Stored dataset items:
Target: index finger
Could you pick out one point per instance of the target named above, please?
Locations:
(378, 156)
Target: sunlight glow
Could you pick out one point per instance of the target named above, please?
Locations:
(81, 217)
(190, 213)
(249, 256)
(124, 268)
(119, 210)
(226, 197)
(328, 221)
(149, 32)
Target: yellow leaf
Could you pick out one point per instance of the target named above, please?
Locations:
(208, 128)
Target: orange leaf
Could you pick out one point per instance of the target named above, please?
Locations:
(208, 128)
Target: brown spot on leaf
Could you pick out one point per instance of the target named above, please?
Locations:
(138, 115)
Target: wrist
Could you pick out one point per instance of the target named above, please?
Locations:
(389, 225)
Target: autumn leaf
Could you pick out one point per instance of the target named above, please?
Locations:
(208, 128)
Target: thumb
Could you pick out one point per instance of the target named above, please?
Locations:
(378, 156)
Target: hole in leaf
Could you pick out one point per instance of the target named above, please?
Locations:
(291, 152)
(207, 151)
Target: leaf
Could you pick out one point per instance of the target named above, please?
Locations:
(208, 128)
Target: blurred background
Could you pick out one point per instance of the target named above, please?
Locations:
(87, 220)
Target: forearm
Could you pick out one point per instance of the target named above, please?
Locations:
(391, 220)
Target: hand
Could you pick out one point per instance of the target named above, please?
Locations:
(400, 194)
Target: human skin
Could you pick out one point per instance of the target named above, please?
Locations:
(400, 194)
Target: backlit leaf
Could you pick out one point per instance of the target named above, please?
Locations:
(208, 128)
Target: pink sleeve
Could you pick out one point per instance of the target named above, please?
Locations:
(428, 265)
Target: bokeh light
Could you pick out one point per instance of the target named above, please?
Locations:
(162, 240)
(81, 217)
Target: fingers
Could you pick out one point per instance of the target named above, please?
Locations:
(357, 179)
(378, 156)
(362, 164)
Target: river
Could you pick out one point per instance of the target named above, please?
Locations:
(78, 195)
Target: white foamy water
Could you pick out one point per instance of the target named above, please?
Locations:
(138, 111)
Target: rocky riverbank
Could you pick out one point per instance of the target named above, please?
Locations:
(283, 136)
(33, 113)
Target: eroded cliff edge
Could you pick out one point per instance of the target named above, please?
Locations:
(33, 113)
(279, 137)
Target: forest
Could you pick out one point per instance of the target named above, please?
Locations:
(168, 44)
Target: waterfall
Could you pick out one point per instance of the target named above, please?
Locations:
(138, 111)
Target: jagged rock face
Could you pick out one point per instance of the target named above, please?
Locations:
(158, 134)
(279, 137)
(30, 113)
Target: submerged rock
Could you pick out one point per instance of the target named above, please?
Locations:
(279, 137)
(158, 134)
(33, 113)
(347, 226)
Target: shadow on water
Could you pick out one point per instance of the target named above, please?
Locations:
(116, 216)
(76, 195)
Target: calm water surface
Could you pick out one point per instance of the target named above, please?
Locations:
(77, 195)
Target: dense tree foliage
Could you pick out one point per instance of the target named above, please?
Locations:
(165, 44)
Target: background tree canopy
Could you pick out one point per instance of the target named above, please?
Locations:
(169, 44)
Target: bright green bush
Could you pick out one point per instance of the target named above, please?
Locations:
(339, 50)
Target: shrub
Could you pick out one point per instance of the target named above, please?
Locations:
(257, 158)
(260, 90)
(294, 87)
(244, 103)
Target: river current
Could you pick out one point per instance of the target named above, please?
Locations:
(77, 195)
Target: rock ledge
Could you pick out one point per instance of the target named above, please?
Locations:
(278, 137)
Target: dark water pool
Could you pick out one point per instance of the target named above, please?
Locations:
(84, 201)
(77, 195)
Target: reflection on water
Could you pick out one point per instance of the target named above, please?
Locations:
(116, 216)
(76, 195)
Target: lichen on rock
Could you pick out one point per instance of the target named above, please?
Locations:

- ASSIGNMENT -
Show the lines of the records that contain the word "leaf".

- ANSWER TO THIS EXERCISE -
Target: yellow leaf
Target: orange leaf
Target: brown spot on leaf
Target: autumn leaf
Target: hole in leaf
Target: leaf
Target: backlit leaf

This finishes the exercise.